[Provided passage]
· · · · · · ·

At Shearwater, we focus on three main strands through our schooling: beauty, truth, and goodness. Between the ages of 14 to 21 the focus of our education is truth. At this stage of development, we see in our young people a righteous indignation for the wrongs in the world, specifically when faced with injustice, unfairness, and hardships that they themselves may not have previously understood. Through the study of oppression in Cuba and African-American communities in the US over the the past 100 years, Year 9 have come to understand the power of dance and the freedom that it brings.
High School PDHPE
Our Class 4 children have begun their journey of being 10, seeing the world through different eyes and taking an interest in the details of life around them. With this in mind, we have extended their horizons through mapping and local Bundjalung stories. Viking myths and legends support their adventurous new selves, where acts of cunning, bravery, trickery and loyalty appeal to the 10-year-old child.
Fractions were introduced with cooking and mathematics have become a new interest within the class, as the children begin to see the logic of number and take on new processes, carefully assessing whether there is a trick or if the facts still add up!

· · · · · · ·

[Data for review]
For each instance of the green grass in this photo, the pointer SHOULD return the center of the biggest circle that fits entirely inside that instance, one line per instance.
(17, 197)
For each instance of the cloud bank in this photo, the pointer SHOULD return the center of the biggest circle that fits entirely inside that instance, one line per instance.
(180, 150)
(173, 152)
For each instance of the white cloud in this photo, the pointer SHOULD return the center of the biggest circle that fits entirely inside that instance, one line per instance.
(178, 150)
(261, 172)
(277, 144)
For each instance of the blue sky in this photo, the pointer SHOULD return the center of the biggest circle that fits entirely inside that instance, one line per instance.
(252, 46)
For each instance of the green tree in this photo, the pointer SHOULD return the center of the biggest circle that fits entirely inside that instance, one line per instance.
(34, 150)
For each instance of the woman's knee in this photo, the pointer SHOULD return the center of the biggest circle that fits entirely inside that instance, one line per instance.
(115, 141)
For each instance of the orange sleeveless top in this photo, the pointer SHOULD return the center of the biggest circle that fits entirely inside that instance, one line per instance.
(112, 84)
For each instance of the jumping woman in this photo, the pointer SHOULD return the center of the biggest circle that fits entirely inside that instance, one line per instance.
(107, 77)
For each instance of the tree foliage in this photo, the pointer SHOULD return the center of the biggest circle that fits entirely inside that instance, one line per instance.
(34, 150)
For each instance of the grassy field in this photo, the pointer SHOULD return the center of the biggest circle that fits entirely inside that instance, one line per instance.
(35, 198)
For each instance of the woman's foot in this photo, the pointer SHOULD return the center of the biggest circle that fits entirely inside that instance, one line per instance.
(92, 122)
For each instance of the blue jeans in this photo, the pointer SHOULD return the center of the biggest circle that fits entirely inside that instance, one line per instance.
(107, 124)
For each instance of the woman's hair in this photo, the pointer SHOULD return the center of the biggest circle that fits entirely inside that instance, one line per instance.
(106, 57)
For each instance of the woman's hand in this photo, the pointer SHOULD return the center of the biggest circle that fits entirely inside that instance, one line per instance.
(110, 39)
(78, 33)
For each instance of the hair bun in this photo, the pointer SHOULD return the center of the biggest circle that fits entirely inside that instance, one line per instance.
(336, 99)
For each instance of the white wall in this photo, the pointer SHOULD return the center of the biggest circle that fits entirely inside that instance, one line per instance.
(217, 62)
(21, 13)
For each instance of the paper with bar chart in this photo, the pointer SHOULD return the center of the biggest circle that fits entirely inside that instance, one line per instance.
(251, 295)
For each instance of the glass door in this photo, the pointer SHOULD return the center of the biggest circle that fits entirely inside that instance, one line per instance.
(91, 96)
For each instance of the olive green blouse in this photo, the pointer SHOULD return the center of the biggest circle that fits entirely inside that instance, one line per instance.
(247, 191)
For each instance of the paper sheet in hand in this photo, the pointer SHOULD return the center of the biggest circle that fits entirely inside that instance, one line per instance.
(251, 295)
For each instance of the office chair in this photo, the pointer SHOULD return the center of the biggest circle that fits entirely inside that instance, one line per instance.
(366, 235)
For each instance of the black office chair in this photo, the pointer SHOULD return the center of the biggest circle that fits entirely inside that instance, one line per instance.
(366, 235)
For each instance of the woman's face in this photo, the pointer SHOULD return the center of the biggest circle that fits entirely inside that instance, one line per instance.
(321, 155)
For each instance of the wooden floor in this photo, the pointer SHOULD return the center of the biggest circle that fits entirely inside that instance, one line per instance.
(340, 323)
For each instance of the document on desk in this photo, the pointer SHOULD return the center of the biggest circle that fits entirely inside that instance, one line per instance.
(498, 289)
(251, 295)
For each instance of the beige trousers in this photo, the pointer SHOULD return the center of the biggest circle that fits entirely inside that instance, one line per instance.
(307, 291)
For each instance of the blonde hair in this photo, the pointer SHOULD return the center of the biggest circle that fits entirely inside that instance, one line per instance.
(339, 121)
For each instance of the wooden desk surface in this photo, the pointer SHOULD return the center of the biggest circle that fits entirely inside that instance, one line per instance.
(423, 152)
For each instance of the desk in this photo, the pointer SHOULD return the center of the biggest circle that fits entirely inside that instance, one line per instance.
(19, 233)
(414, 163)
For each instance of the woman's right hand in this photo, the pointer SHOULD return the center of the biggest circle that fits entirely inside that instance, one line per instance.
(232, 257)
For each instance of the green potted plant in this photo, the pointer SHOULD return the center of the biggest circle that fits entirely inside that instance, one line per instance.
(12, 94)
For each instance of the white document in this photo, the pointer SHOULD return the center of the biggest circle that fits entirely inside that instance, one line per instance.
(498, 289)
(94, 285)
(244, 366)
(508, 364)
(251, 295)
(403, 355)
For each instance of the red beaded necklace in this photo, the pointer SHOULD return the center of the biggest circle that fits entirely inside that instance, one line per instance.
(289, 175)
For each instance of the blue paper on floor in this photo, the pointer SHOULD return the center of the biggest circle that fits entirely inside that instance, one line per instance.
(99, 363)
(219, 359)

· · · · · · ·

[What this exercise asks]
1) The Shearwater school passage names the acts in Viking myths and legends that appeal to the 10-year-old child. List all of them.
2) Write the next few sentences of the Shearwater school passage, picking up after its final sentence about fractions and mathematics.

[Results by task]
1) cunning, bravery, trickery, loyalty

2)
A view of the history of writing, stretching back to cave art, cuneiform, hieroglyphics and into modern written language, culminated in the gift of a calligraphy pen. Received with joy, the children are now exploring their writing styles.
We have also begun the study of Japanese language and the children have been working with Katsuko, building a basic knowledge bank of greetings, counting and some traditional writing and stories.
The class is currently working on a clay construction - each building a Viking ship with care and determination. The children’s independence with their work grows exponentially as they listen to the directions of their wonderful clay teacher, Ben, moving forward with confidence.
Amidst all of this learning the class has also enjoyed plenty of healthy physical fun. This year, Class 4 joined the upper Primary School at the sports carnival for a day of vibrant interaction, where they raced, hurled and leapt, cheering each other on regardless of ability or skill. Off the field, Spaghetti Circus has had the children tumbling, balancing and turning, with plenty of laughter.
Watching them achieve physical dynamic demands, and seeing the surprise and pride on their faces when they manage the challenges, is wonderful to observe.
Class 4 Teacher
Here at Preschool, we have been enjoying the amazing weather - lapping up as many sun forces as we can. We have been out and about on the Farm, meeting our beloved farmers, who often feature in our stories at Preschool - our new friend Farmer Spike; our trusted old friend Farmer Andrew; and don't forget our much-loved gardener Renate, who the children flock to like bees to honey, wanting to help with any busy jobs she may have.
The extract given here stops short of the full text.